Scan the entries below, and for each line that includes the word "hair", make a copy.

(Stored items from a collection)
========================================================================

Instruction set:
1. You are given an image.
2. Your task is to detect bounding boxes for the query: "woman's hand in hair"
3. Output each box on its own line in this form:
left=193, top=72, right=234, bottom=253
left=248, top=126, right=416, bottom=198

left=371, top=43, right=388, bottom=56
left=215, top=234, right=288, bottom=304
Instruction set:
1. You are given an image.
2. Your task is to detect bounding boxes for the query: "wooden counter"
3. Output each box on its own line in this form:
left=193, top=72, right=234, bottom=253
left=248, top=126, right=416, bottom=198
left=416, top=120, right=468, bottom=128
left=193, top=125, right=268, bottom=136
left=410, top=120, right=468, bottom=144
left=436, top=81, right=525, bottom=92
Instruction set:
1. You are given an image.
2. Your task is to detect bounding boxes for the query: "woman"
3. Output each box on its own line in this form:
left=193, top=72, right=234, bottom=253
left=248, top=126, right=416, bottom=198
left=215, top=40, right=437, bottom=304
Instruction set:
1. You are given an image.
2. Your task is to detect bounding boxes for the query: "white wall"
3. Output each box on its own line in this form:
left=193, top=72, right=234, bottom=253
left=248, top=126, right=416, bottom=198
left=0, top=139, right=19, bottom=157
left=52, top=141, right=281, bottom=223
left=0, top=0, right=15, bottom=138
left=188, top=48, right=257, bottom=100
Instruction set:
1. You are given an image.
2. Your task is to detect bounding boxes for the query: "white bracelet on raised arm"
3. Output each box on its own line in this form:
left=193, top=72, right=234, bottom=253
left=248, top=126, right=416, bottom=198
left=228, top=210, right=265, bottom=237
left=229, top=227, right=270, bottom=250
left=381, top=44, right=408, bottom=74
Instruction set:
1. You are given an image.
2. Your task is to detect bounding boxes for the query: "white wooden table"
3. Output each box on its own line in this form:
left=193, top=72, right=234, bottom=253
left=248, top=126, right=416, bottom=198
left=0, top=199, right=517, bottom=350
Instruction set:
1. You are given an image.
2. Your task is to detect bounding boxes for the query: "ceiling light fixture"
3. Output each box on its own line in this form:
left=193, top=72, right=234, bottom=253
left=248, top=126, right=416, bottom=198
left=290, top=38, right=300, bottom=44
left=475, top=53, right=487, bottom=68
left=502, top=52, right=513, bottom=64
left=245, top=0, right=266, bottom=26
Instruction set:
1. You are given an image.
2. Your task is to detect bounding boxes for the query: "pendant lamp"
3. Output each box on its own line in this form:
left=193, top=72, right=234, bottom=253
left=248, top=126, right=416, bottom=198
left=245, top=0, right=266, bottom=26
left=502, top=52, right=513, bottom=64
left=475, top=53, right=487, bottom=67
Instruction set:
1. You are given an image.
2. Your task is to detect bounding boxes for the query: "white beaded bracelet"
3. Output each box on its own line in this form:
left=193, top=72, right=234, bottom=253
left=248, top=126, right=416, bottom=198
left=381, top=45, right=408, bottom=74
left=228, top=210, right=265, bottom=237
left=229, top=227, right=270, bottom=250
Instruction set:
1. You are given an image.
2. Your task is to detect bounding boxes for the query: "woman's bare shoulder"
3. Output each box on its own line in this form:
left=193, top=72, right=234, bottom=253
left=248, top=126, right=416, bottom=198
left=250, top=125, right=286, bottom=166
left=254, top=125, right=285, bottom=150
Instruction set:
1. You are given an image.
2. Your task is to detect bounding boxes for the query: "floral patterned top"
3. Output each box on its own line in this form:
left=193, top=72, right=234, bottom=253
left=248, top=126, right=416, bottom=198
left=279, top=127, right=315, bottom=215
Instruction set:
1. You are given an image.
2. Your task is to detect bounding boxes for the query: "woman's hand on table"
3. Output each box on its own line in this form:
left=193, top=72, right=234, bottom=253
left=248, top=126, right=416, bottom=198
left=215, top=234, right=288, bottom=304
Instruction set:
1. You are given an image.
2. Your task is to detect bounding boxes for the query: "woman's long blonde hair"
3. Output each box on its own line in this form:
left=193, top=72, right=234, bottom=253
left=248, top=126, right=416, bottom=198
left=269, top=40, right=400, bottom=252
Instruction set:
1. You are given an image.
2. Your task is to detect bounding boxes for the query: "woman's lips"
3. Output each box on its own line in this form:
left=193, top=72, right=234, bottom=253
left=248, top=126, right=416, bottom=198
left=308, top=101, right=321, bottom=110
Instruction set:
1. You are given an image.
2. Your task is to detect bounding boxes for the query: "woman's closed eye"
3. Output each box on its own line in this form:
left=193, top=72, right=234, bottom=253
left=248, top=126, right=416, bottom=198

========================================================================

▶ [Response box]
2. Your task is to detect bounding boxes for the query: "woman's hand in hair"
2. Your task is to detect bounding boxes for the query: "woman's long blonde hair"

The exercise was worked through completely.